Records from a data collection:
'''

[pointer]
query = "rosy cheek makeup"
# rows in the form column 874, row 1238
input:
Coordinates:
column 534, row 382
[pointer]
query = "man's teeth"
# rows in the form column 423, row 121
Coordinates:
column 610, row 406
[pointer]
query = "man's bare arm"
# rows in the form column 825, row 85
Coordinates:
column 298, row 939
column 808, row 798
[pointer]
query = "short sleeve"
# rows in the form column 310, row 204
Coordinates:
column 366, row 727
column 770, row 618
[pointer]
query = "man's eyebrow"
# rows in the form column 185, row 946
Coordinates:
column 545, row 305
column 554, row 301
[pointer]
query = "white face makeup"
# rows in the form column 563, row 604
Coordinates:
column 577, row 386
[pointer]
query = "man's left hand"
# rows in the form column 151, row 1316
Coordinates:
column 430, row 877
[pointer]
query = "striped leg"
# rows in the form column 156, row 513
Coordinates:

'''

_What this task involves_
Arrange every line of the listing above into a numbered list, skipping any blank lines.

_Solution for this exercise_
1. [pointer]
2. query = "rosy cheek makeup"
3. # rows in the form column 874, row 1238
4. input:
5. Coordinates:
6. column 534, row 382
7. [pointer]
8. query = "man's teeth"
9. # rows in the form column 423, row 121
10. Coordinates:
11. column 610, row 406
12. [pointer]
13. query = "man's bare arm"
14. # rows in the form column 825, row 85
15. Coordinates:
16. column 298, row 939
17. column 808, row 798
18. [pointer]
19. query = "short sleeve"
20. # rows in the form column 310, row 204
21. Coordinates:
22. column 366, row 727
23. column 770, row 618
24. [pointer]
25. query = "man's eyebrow"
26. # rows in the form column 185, row 946
27. Coordinates:
28. column 545, row 305
29. column 554, row 301
30. [pointer]
31. query = "white face makeup"
32. # rows in the form column 563, row 604
33. Coordinates:
34. column 577, row 386
35. [pointer]
36. query = "man's left hand"
37. # rows in the form column 151, row 1316
38. Coordinates:
39. column 430, row 877
40. [pointer]
41. query = "striped leg"
42. # rows in the form column 156, row 513
43. Coordinates:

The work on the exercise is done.